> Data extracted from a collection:
▼▼▼

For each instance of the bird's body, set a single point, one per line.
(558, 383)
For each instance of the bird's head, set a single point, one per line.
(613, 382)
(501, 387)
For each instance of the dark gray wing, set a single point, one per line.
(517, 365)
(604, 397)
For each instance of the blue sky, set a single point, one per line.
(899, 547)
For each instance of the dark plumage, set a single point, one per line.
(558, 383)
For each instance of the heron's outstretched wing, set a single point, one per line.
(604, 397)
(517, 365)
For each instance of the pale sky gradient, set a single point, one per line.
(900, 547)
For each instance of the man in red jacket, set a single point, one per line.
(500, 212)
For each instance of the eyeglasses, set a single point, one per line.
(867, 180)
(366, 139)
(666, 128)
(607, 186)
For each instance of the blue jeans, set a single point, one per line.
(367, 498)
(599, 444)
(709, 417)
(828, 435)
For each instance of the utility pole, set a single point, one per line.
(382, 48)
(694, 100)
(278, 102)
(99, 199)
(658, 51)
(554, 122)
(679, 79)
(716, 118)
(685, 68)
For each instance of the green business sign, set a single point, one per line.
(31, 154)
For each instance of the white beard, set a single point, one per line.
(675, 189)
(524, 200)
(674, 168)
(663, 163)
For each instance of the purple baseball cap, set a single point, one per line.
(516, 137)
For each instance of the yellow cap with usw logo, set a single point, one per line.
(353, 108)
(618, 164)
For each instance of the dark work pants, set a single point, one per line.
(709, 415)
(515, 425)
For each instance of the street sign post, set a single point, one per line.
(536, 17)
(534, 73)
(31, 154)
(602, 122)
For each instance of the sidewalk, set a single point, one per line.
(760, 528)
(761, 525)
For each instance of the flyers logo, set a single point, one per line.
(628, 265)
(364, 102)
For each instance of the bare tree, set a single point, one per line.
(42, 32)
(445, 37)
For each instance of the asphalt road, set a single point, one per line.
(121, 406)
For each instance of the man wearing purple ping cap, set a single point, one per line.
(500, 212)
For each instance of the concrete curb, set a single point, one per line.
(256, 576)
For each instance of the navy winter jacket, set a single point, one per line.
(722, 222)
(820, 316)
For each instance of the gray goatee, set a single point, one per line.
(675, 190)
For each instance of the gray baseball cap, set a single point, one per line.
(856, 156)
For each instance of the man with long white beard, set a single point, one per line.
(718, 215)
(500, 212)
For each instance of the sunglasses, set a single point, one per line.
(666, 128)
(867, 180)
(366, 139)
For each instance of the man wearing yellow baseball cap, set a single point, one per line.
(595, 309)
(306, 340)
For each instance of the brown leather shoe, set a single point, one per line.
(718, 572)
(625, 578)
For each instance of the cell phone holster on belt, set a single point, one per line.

▲▲▲

> EXERCISE: All records should be written out again exactly as given.

> RESULT OF THIS TASK:
For each instance of the bird's body, set a single point, one per line.
(558, 383)
For each instance of the bird's head, set a single point, one per line.
(613, 382)
(501, 387)
For each instance of the dark gray wing, set a single point, one per line.
(517, 365)
(604, 397)
For each instance of the blue sky, set a single point, one per line.
(899, 547)
For each instance of the dark plumage, set a single point, one per line.
(558, 383)
For each instance of the heron's outstretched wing, set a single point, one per line.
(604, 397)
(517, 365)
For each instance of the pale sky gradient, set a single point, one per line.
(900, 547)
For each instance of the man in red jacket, set a single point, one per line.
(500, 212)
For each instance of the eyeglasses, set a single point, one per line.
(867, 180)
(366, 139)
(666, 128)
(607, 186)
For each instance of the blue jeans, set a single point, one per line.
(367, 498)
(599, 444)
(709, 417)
(828, 435)
For each instance of the utility pole, set a single point, one per line.
(382, 48)
(694, 100)
(278, 102)
(99, 199)
(658, 51)
(554, 122)
(679, 79)
(716, 118)
(685, 68)
For each instance of the green business sign, set a single point, one per line.
(31, 154)
For each instance of the white beard, set a single point, one per line.
(675, 189)
(524, 200)
(674, 168)
(663, 163)
For each instance of the purple baseball cap, set a single point, one per line.
(516, 137)
For each instance of the yellow cap with usw logo, set a single point, one per line.
(353, 108)
(618, 164)
For each instance of the dark work pants, set a single point, one per line.
(709, 415)
(515, 425)
For each instance of the street sign post, set a single point, one per line.
(536, 17)
(534, 73)
(31, 154)
(602, 122)
For each instance of the sidewalk, set a single point, one per line.
(760, 528)
(761, 525)
For each instance of the flyers logo, set a single point, one per line.
(628, 265)
(364, 102)
For each instance of the bare tree, set a single point, one per line.
(42, 32)
(445, 37)
For each instance of the asphalt road, set a single point, one per line.
(121, 406)
For each instance of the man wearing purple ping cap, set a single point, one per line.
(500, 212)
For each instance of the concrete curb, set a single point, one per line.
(256, 576)
For each instance of the navy winter jacket, set a single point, one per line.
(722, 222)
(820, 316)
For each instance of the gray goatee, set a single point, one per line.
(675, 190)
For each instance of the gray baseball cap, set a single point, one per line.
(856, 156)
For each instance of the man with long white beard, set a single point, one per line.
(718, 215)
(500, 212)
For each instance of the sunglasses, set a single point, one per line.
(666, 128)
(867, 180)
(366, 139)
For each instance of the man wearing yellow baseball cap, set a single point, one per line.
(595, 309)
(306, 340)
For each instance of the brown leather shoe, set a single point, one per line.
(718, 572)
(625, 578)
For each instance of the cell phone holster on belt, set a single point, one per line.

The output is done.